### Entries supplied
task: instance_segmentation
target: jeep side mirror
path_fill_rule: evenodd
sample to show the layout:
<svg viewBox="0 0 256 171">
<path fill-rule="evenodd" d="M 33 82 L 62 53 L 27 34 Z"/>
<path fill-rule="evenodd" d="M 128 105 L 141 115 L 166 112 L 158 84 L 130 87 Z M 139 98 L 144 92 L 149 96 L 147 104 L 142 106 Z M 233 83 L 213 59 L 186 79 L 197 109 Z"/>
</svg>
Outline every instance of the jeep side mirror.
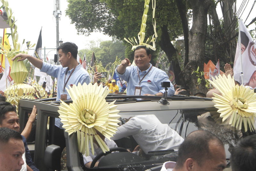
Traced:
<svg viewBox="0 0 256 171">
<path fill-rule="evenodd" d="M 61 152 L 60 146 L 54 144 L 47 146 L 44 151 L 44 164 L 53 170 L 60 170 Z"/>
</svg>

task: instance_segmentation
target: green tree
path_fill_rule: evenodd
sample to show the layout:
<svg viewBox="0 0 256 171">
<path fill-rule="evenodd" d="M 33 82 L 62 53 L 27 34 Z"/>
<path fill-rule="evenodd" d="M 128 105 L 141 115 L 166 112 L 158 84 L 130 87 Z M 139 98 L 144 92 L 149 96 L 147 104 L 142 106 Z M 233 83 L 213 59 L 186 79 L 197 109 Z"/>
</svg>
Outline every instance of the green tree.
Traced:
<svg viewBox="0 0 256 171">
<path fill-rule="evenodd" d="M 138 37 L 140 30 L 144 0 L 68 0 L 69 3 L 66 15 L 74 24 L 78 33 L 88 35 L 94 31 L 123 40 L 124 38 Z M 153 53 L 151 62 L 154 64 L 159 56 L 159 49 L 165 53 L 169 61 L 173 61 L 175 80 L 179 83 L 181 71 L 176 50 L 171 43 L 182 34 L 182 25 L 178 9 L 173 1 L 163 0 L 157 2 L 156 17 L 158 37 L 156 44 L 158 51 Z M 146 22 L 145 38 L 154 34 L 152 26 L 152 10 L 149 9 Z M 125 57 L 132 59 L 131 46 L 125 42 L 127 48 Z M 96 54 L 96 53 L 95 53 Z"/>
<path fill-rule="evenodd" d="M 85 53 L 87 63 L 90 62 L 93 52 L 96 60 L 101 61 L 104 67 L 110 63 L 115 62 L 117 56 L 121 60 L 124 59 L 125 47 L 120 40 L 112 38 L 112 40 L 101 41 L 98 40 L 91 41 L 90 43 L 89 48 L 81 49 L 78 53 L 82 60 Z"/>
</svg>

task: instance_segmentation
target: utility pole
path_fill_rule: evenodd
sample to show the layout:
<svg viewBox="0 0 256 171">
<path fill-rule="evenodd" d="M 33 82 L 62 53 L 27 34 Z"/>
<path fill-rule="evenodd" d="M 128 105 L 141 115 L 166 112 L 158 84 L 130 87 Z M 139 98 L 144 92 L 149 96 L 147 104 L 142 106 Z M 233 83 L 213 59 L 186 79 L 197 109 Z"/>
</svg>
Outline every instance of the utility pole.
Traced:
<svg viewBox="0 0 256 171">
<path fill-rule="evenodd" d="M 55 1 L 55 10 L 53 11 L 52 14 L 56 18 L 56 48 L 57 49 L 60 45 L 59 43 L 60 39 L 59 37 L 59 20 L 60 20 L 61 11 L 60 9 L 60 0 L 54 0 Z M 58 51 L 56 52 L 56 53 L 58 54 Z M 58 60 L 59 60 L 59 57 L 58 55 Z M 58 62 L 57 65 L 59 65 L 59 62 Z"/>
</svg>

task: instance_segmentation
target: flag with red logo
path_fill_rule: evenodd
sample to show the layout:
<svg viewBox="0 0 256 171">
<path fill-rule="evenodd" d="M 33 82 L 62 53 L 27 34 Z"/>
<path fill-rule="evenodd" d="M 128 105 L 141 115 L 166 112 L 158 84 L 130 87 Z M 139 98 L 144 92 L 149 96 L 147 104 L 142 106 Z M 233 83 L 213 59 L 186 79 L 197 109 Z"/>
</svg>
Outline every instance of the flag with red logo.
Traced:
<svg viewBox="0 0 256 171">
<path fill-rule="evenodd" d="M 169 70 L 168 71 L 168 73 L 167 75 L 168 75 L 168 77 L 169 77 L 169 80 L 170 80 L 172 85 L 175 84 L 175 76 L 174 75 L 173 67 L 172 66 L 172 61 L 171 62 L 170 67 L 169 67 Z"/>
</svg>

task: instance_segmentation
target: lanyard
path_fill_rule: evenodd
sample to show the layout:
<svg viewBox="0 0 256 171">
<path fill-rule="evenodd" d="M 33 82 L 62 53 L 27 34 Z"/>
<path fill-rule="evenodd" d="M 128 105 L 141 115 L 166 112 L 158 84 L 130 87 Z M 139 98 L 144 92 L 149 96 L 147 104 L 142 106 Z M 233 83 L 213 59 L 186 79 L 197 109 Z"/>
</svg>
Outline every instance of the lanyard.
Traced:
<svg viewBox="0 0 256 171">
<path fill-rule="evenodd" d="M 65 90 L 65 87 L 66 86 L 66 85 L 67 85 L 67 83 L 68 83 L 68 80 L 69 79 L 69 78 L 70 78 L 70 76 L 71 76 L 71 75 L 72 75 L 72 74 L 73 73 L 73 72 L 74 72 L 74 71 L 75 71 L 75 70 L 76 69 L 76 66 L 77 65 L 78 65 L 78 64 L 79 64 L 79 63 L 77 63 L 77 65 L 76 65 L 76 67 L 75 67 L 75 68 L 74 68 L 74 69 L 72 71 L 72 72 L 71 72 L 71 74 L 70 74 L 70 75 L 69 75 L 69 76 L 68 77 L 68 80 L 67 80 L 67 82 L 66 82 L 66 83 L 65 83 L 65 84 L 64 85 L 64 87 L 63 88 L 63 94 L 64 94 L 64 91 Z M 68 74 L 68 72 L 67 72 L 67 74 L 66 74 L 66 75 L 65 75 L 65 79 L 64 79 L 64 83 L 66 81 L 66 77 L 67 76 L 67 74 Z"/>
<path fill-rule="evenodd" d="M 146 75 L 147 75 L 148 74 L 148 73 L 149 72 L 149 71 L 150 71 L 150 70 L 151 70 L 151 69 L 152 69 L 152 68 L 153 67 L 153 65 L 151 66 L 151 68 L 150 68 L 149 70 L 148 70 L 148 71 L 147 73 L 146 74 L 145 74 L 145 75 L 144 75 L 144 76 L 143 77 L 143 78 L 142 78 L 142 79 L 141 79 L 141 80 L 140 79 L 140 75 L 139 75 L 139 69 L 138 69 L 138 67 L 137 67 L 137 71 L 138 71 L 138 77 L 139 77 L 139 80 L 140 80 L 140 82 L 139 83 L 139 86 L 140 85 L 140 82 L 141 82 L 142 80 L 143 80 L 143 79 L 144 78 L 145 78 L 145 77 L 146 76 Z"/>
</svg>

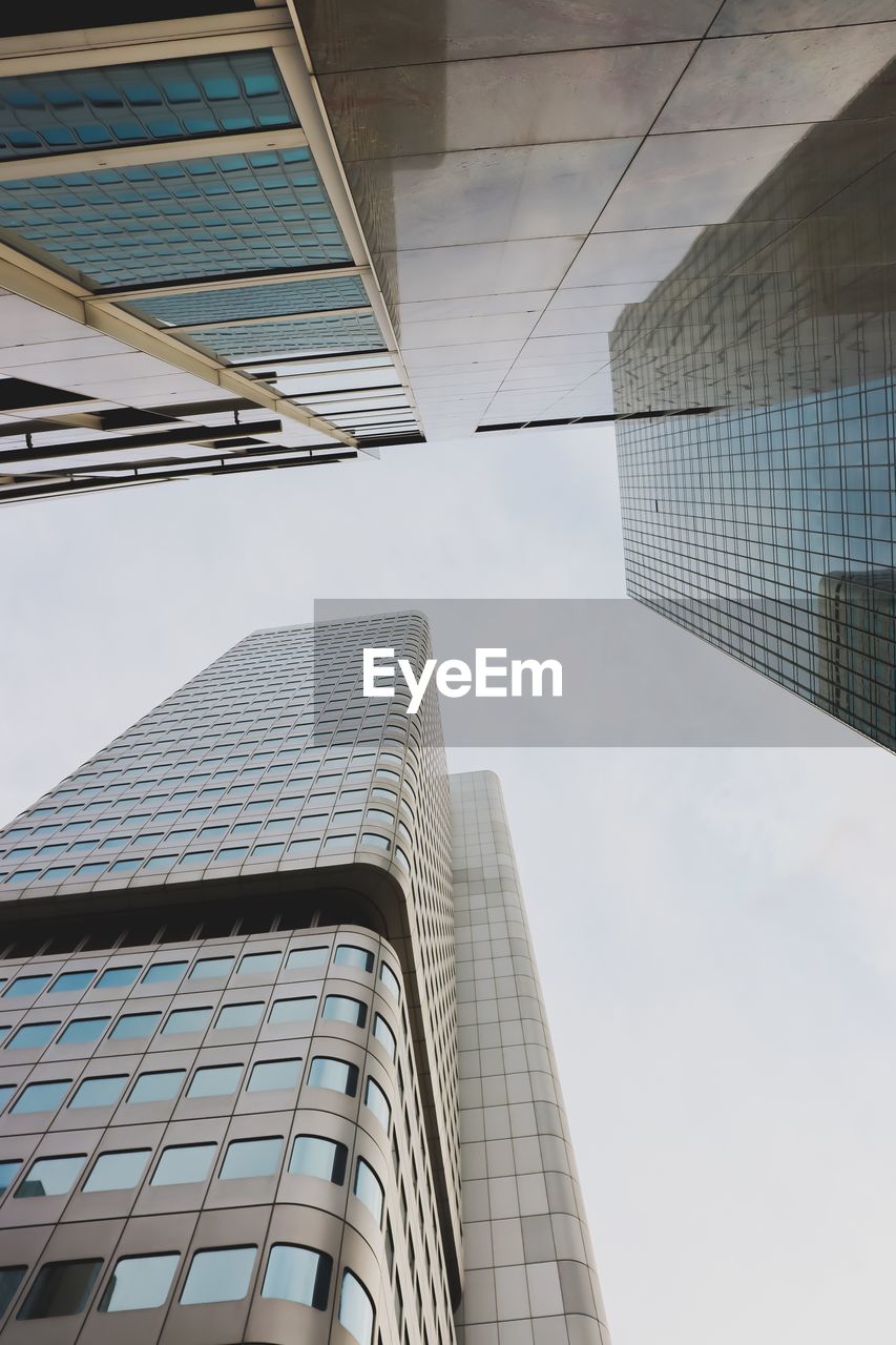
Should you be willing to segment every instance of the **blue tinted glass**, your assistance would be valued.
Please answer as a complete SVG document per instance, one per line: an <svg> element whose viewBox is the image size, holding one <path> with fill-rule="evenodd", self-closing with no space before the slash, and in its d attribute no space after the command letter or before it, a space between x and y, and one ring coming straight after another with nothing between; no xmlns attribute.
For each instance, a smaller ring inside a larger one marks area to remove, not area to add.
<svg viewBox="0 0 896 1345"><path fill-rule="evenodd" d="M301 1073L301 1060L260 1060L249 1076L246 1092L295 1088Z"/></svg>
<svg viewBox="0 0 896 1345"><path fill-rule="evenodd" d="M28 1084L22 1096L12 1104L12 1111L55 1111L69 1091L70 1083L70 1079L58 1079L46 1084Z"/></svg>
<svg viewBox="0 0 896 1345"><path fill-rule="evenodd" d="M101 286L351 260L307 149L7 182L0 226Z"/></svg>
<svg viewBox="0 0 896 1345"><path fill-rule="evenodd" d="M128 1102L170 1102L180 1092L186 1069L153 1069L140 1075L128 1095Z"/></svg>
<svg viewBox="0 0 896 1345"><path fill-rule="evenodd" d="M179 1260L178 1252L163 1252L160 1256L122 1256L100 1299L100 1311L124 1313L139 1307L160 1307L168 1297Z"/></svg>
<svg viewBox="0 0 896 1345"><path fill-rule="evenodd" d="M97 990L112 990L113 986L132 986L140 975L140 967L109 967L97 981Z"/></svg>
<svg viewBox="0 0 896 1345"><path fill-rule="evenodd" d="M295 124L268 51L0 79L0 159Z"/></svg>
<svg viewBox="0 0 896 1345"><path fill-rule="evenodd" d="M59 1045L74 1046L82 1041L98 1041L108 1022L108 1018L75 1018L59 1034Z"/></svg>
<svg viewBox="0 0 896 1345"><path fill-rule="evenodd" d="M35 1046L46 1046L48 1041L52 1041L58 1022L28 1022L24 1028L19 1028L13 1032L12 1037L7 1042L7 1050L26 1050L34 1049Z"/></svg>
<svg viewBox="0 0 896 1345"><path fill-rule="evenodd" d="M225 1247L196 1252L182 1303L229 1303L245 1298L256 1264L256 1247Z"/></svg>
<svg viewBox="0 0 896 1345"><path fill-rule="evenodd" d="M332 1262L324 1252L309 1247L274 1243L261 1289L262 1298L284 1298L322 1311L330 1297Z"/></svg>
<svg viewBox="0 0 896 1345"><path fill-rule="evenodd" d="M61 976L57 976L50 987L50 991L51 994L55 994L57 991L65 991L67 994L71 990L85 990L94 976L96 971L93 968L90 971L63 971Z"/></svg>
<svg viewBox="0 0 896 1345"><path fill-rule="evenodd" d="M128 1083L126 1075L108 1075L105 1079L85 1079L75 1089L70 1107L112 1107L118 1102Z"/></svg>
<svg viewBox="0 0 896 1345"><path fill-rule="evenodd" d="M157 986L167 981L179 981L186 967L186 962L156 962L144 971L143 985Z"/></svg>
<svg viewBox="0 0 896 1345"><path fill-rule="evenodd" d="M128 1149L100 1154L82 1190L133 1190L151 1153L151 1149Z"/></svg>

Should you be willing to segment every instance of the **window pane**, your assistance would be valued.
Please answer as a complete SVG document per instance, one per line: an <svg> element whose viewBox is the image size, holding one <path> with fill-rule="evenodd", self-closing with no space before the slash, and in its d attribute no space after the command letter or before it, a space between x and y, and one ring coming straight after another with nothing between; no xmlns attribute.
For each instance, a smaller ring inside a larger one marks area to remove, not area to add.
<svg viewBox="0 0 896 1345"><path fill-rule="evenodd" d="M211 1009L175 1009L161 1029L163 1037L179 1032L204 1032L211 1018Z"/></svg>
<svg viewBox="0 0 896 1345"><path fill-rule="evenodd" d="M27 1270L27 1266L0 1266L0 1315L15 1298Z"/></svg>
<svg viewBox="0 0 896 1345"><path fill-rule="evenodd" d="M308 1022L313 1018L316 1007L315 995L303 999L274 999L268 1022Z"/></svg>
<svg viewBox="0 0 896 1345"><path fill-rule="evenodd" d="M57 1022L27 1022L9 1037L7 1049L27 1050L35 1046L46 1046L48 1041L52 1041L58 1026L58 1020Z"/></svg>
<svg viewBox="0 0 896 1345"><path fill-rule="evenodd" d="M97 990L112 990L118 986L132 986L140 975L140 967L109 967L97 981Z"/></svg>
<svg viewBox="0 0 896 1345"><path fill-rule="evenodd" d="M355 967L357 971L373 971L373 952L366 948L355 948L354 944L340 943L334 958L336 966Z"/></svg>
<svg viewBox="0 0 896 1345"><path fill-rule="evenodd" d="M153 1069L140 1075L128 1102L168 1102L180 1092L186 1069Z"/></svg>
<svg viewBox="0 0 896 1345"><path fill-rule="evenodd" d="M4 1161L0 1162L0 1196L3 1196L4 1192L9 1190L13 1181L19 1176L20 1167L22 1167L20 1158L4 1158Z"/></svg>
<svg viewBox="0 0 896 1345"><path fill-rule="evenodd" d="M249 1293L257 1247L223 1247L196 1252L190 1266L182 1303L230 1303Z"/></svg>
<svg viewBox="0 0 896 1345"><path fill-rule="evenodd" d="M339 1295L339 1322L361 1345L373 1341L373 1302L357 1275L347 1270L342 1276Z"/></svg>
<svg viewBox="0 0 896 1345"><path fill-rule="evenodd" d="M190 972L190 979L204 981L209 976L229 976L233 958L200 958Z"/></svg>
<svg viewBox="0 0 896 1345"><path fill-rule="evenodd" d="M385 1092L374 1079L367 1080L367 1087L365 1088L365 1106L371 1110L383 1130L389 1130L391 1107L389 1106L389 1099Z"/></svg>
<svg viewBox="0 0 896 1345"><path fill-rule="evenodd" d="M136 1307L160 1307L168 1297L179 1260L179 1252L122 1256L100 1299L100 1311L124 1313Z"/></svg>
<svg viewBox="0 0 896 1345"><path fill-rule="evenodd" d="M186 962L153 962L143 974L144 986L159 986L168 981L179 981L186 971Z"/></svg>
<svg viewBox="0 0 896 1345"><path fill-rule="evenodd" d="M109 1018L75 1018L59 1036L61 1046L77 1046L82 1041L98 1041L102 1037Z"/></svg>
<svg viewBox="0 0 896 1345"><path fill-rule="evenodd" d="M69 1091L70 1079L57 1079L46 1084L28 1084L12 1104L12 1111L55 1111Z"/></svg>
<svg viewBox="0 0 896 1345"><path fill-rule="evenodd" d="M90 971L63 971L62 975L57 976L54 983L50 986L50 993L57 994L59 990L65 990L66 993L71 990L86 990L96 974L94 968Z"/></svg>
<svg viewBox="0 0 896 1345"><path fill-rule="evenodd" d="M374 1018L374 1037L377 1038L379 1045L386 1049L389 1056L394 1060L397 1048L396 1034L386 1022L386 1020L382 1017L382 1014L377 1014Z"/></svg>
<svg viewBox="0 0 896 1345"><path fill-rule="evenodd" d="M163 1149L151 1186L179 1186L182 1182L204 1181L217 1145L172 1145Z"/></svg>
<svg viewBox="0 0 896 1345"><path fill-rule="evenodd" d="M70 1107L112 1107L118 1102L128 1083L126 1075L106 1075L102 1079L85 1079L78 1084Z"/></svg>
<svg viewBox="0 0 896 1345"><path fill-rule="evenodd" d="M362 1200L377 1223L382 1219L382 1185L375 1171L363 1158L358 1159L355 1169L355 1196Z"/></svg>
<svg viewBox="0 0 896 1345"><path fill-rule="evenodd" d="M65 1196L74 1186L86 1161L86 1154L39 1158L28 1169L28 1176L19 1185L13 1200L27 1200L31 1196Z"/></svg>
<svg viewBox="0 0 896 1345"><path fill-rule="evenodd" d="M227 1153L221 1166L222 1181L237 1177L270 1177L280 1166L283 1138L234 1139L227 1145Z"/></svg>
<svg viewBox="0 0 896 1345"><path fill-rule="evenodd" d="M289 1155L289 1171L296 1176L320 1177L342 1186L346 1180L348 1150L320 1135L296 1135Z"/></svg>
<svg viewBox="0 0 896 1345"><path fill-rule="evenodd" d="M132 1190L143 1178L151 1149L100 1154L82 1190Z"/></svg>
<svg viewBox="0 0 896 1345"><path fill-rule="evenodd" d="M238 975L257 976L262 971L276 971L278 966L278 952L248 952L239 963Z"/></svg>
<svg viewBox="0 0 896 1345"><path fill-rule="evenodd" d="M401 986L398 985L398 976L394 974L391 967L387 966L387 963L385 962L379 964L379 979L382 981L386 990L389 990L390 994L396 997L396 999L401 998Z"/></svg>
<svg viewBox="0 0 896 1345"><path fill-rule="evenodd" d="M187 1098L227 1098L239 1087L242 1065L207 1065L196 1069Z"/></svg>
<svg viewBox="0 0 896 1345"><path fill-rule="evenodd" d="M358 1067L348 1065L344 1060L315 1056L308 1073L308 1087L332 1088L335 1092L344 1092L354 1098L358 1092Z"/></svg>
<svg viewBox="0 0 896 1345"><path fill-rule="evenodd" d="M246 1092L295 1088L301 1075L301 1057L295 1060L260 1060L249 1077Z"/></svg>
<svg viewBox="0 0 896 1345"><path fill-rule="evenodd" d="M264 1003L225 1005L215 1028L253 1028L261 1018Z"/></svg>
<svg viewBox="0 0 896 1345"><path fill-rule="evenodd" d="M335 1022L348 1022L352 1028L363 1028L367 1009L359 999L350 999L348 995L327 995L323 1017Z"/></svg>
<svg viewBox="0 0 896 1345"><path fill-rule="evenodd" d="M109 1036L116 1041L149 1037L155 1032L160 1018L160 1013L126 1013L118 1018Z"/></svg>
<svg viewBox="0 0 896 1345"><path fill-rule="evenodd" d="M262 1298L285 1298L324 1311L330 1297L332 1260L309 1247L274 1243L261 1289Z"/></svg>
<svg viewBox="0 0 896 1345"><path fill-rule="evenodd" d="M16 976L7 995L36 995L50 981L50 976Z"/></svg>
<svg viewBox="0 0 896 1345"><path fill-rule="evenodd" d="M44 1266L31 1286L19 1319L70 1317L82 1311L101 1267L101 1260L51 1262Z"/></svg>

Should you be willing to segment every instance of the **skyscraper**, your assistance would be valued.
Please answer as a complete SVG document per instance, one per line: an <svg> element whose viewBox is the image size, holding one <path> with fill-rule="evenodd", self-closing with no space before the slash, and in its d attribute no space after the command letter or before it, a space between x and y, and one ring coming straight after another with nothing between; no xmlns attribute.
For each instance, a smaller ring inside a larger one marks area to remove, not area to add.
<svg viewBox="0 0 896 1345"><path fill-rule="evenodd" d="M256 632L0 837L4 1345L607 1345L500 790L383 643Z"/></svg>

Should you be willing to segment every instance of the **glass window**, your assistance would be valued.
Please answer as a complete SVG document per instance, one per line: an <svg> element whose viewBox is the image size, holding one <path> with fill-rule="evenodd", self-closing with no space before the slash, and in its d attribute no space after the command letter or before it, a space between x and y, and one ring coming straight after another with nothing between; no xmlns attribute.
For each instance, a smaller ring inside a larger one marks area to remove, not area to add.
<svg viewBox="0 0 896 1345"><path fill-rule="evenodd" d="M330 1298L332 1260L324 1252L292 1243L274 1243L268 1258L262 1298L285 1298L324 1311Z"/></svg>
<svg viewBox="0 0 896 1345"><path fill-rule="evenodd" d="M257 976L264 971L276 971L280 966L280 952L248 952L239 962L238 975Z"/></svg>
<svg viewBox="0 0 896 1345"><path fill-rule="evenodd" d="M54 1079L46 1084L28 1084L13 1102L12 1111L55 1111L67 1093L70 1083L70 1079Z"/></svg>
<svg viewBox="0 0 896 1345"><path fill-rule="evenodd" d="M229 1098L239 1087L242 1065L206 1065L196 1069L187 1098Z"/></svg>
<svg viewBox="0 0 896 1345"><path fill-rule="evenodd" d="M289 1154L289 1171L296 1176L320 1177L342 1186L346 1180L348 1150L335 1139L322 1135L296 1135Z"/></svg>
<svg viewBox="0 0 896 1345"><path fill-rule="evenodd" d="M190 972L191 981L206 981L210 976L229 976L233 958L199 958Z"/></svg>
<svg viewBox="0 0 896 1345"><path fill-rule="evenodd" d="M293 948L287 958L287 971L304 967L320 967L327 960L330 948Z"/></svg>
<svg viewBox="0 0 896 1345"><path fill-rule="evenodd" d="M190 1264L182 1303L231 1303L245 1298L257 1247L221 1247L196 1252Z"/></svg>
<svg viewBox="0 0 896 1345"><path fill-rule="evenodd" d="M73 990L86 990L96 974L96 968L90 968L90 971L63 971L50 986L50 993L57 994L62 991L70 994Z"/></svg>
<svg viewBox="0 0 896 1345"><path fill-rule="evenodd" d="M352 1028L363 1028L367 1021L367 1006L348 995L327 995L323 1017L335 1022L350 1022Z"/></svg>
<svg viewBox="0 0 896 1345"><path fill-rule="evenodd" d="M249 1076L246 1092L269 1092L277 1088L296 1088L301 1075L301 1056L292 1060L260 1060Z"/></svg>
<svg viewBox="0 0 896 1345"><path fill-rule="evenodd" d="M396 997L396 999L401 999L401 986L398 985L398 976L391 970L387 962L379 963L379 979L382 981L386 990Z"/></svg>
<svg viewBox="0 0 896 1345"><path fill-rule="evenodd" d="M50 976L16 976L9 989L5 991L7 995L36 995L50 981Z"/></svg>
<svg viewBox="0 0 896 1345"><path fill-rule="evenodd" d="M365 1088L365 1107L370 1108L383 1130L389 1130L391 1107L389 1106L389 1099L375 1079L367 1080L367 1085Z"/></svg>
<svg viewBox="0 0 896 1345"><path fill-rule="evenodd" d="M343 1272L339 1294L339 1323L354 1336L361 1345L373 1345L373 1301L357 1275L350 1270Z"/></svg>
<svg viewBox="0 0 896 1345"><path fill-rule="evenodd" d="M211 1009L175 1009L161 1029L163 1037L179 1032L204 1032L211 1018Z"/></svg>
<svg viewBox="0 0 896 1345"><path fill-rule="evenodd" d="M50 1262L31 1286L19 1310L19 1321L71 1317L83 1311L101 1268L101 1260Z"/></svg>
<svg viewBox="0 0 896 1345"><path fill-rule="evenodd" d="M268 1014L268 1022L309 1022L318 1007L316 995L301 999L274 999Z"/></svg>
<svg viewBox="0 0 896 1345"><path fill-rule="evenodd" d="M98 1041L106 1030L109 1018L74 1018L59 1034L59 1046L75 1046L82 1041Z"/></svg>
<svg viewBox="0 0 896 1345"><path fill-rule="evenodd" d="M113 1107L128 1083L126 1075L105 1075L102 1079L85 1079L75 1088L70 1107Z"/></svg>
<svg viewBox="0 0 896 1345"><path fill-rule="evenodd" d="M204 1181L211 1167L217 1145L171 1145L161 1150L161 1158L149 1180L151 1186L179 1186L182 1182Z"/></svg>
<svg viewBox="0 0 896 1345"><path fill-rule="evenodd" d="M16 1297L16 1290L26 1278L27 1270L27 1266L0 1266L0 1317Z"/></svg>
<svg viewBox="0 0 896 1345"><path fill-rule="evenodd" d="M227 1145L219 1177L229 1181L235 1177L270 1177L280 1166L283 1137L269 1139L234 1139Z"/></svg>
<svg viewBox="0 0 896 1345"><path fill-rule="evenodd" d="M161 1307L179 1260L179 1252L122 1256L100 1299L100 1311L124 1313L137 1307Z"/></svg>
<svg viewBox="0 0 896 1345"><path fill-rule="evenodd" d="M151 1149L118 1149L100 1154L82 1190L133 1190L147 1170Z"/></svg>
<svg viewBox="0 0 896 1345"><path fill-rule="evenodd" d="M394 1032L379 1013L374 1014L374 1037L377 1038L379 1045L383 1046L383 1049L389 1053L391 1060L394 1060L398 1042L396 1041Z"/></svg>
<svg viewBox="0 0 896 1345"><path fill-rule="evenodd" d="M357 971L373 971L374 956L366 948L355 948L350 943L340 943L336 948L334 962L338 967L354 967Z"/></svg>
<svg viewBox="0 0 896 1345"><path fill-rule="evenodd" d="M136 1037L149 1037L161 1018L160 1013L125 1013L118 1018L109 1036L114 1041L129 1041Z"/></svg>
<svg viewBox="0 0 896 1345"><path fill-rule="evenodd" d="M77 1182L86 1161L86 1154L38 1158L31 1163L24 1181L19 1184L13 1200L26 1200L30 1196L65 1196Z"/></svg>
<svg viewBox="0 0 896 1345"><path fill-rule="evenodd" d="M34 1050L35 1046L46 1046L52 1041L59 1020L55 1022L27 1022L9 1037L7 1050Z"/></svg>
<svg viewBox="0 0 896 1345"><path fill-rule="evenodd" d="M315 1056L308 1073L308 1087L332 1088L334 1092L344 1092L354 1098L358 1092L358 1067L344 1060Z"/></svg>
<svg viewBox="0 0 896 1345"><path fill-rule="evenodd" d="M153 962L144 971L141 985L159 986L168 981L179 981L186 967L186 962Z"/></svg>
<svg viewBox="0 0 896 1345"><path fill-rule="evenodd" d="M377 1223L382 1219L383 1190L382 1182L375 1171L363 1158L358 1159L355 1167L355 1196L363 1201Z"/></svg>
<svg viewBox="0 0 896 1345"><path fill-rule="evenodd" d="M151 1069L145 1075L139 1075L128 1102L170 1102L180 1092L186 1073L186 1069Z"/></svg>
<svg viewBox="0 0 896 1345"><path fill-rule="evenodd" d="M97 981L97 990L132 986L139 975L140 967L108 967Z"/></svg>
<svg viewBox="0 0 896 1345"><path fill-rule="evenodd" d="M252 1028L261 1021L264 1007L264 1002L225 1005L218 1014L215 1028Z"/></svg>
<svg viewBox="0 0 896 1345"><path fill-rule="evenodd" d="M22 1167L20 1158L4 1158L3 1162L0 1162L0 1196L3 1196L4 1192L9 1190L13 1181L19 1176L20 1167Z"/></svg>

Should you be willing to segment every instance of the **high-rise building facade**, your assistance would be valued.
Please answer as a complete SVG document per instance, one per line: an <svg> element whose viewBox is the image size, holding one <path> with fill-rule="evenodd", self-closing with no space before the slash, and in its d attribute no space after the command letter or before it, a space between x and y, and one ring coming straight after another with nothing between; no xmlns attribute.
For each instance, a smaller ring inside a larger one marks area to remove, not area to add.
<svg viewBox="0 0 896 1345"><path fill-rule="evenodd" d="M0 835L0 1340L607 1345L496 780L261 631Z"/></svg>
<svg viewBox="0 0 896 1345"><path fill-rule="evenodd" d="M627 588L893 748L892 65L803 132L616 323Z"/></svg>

### Task prompt
Collect each line in the data above that contains the string "mirror". Case counts.

### Reply to the task
target: jeep side mirror
Outline every instance of the jeep side mirror.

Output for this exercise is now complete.